═════ EXTRACT
The "score" is called sort_val in the code snippet. The higher the sort_val, the more temporally relevant the concept is.

If you want to follow along, here's the sort_val for each concept that was found to be related to "pari":

ConceptContextt_indexsort_val
brandonBrandon loves coffee. Brandon wants to travel to Paris211
pariBrandon wants to travel to Paris27
coffeBrandon loves coffee14

Step 4: Build The Context​

We start with the context of the concept that are present in the question. We call this the "essential concepts". In this case, it's just "pari".

And the context is just the sentence "Brandon wants to travel to Paris".

Then, we prepend to that the context of the concepts found in the previous step, in order of descending sort_val.

This gives us the following context to be passed to the LLM:

. Brandon loves coffee # from related concept: coffee

. Brandon loves coffee. Brandon wants to travel to Paris # from related concept: brandon

. Brandon wants to travel to Paris # from essential concepts

Step 5: Generate The Response​

All that's left is to prompt the LLM with the context we built in the previous step and let it generate the response.

The prompt would look something like this:

Using the following statements when necessary, answer the question that follows. Each sentence in the following statements is true when read in chronological order: 

statements:
. Brandon loves coffee

. Brandon loves coffee. Brandon wants to travel to Paris

. Brandon wants to travel to Paris

question:
Who wants to travel to Paris?

Answer:

With such a comprehensive and well-thought-out prompt, the LLM, using gpt-3.5-turbo in this case, is be able to generate the correct response: 'Brandon'.

Temporal Reasoning​

The authors designed a simple experiment to evaluate RecallM's temporal understanding and memory updating abilities. They created a dataset consisting of chronological statements, with each subsequent statement representing the current truth over previous ones. The system was questioned at regular intervals to gauge its comprehension of temporal concepts, including the order of events and knowledge from previous statements.

The experiment included two sets of questions: standard temporal questions and long-range temporal questions. The former tested the system's understanding of temporal concepts and its ability to update beliefs and memories, while the latter required recalling information provided hundreds of statements ago. To correctly answer long-range questions after 25 repetitions, the system needed to recall and reason about knowledge from over 1,500 updates prior.
══════════
═════ ENTRIES PROVIDED
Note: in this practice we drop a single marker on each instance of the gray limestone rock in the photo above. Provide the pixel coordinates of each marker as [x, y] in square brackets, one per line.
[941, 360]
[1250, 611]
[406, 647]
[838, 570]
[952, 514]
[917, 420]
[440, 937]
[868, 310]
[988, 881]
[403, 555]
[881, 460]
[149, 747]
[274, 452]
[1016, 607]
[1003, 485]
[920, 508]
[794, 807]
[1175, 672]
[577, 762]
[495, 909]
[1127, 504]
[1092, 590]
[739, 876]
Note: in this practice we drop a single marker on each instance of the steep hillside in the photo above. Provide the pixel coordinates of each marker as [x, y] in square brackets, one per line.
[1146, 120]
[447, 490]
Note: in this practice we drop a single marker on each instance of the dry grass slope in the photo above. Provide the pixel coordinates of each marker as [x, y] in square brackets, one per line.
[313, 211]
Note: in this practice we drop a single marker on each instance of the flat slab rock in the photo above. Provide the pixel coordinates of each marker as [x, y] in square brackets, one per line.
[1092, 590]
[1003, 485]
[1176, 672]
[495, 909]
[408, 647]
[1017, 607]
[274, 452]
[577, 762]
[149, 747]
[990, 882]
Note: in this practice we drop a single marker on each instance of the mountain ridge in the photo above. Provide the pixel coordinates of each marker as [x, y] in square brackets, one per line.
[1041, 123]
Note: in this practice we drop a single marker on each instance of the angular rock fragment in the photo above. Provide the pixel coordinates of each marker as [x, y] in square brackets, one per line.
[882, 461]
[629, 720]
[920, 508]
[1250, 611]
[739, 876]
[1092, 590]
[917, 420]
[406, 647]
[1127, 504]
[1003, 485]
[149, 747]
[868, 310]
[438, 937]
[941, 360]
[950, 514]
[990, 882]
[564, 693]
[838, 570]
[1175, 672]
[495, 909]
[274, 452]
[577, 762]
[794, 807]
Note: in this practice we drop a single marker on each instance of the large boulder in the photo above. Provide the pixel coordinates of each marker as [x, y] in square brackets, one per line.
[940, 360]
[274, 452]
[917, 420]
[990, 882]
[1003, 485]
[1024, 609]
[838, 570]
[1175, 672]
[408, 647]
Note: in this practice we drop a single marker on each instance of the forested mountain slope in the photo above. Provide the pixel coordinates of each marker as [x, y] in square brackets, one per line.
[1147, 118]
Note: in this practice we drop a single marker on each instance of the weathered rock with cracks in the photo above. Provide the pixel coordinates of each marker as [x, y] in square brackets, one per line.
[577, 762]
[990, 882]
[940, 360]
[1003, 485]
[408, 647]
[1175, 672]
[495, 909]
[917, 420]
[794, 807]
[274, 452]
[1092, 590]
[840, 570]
══════════
## WHAT YOU NEED TO DO
Resume the RecallM article after its final sentence, about the long-range temporal questions.

## ANSWER SPACE
Here are some examples the paper shared about this experiment, highlighting the efficacy of the RecallM architecture in retaining and utilizing temporal knowledge:

alt text

Figure 5: RecallM vs Vector DB on temporal reasoning

Limitations​

The major limitation of this approach lies in the construction of the knowledge graph. In particular, it is lacking coreference resolution.

What this means is that if we feed it the following text:

Brandon loves coffee. He wants to travel to Paris. He likes cats.

We would expect the knowledge graph to look like this:

alt text Figure 6: Expected knowledge graph

However, we actually end up with this:

alt text Figure 7: Actual knowledge graph

Nevertheless, asking questions like:

  • Who wants to travel to Paris?
  • Who likes cats?
  • Who loves coffee?

Would still yield the correct answer, as the resulting context would still have "Brandon loves coffee" in it which helps the LLM generate the correct response. I'm not sure if there are edge cases where this would not be the case.

A solution to this could be to translate a text passage into "propositions" as discussed in the paper "Dense X Retrieval: What Retrieval Granularity Should We Use?" by Chen et. al., and feed those propositions into the knowledge graph instead of the raw text passage.

Conclusion​

In summary, RecallM presents an interesting method for integrating long-term memory into LLMs using only a graph database. While demonstrating effectiveness in updating stored knowledge and temporal understanding, challenges like creating accurate knowledge graphs persist. Nonetheless, it is a notable advancement in AI systems, with ongoing research offering opportunities for refinement and improvement.